What does the post on loading a cow into a stock trailer say a cow will do if you try to push her from behind?

* Document passage:
+++
Think Like a Cow

OR: How to load a single cow into a stock trailer.

I have been mulling this post over for a few weeks now.  Thinking like a cow. Because often when we have to move an animal somewhere strange,  (like into a stock trailer) or across dangerous terrain (like concrete covered in a sheet of ice, or just into a new field it is very useful to actually think like that animal. I am very glad to be able to inform you that I can think like a cow.

Yesterday Queenie Wineti our big beautiful Hereford cow sold for $1,800 dollars and was loaded into a stock trailer  and driven away by a very nice man.  And so ends the era of Daisy and Queenie. This all came about very quickly. It was a bit sad for me but better for Queenie in the long run.

So I had to think like a cow to get her loaded without stress.

So here is what I know about cows. Cows do not like to go places by themselves.  Cows see out of  the sides of their heads and often see better when they lower their heads.  Cows will not try to escape through a solid wall. Cows like to follow other cows. Cows do NOT like to be pushed. If you try to push a cow from behind she will walk backwards. Cows like to have a look through the door way before proceeding. They like to see where they are going. Cows are not graceful in small spaces. Cows do not like to step up. Cows will not step over a dark area on the ground. Cows like food. Cows can be trained to repond to verbal calls or visual stimuli like a bucket. A cow will turn and face a threat.  Cows need to be able to see ahead. If a cow gets a fright, she stays frightened for a long time.  A cow does not like to have a dog behind her where she cannot see them. If a cow has a bad experience the first time it can take her months to get that memory out of her head. So I need to make sure to get it right the first time.
+++
* Raw data:
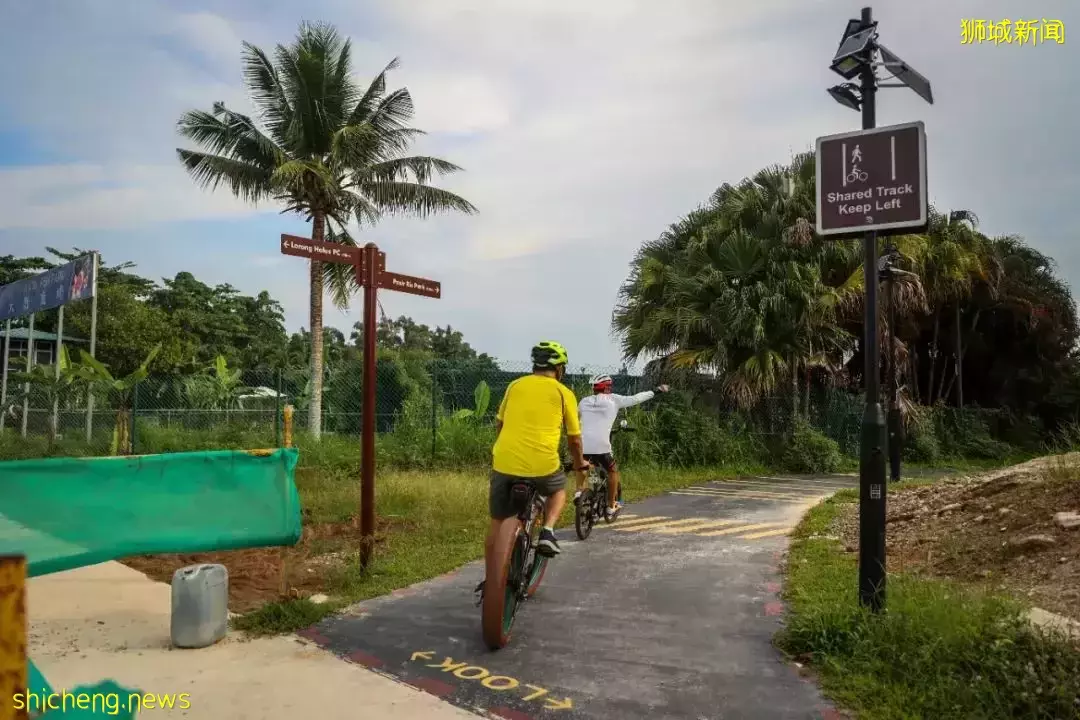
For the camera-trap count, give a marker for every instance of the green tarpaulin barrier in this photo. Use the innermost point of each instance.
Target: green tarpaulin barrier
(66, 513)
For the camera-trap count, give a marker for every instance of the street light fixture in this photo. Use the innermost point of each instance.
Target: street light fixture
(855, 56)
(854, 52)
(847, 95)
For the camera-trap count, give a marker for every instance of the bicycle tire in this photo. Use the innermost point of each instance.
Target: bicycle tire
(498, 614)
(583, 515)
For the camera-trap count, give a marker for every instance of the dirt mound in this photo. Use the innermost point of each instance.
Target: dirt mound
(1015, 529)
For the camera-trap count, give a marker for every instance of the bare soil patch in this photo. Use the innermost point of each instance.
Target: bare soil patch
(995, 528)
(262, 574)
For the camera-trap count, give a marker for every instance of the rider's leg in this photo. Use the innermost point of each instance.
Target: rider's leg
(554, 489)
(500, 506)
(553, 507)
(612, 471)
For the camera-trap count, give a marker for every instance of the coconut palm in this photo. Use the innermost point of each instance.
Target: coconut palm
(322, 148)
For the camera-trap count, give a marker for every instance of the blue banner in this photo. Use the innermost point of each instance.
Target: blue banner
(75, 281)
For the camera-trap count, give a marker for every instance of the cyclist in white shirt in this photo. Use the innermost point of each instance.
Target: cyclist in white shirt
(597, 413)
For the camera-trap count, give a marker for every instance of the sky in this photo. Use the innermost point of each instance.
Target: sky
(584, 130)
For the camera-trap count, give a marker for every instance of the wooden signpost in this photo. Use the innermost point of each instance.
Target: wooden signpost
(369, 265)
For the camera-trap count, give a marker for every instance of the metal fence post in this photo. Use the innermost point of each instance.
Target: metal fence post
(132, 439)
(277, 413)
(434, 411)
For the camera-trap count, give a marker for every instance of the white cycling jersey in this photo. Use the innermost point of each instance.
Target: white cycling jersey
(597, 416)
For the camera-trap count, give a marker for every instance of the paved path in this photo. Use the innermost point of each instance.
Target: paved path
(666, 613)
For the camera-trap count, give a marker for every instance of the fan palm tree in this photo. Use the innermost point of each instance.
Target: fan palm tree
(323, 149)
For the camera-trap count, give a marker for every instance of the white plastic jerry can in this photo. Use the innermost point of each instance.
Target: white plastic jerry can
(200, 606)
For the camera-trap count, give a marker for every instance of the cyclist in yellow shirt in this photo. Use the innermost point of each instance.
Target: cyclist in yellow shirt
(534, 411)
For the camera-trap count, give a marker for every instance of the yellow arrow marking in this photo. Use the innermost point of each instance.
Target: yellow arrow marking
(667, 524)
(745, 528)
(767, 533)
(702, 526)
+++
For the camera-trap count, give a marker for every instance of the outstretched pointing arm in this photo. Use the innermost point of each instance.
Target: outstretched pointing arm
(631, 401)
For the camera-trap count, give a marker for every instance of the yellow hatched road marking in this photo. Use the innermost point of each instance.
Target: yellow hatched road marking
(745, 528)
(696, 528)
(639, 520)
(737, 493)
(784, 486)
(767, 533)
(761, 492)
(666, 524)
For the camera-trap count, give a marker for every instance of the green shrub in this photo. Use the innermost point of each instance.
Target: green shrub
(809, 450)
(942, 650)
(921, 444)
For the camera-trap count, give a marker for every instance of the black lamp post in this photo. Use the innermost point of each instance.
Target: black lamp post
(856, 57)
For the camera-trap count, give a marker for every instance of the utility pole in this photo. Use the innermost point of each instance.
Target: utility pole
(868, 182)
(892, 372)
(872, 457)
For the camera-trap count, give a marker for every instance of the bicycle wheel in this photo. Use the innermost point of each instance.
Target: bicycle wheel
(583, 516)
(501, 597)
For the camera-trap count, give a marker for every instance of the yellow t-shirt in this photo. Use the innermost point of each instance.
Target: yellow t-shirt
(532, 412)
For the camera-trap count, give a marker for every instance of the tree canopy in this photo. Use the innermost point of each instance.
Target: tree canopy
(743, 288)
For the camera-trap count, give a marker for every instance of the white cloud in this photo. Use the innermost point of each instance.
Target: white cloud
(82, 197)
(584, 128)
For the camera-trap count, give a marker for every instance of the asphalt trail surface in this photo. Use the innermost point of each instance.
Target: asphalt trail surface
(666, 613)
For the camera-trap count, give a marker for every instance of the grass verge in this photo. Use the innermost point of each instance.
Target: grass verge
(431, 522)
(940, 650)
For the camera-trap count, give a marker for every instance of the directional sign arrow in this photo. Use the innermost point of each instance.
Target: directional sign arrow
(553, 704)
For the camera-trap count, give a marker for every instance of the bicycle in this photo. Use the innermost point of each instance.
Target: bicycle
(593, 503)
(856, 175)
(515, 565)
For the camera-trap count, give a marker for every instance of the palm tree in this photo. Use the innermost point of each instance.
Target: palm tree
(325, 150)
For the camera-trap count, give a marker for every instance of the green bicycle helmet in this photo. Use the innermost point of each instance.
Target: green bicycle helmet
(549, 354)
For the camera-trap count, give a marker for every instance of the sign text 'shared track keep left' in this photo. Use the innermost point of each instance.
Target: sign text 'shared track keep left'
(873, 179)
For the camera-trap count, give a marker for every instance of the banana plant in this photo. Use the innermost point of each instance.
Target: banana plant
+++
* Task result: She will walk backwards.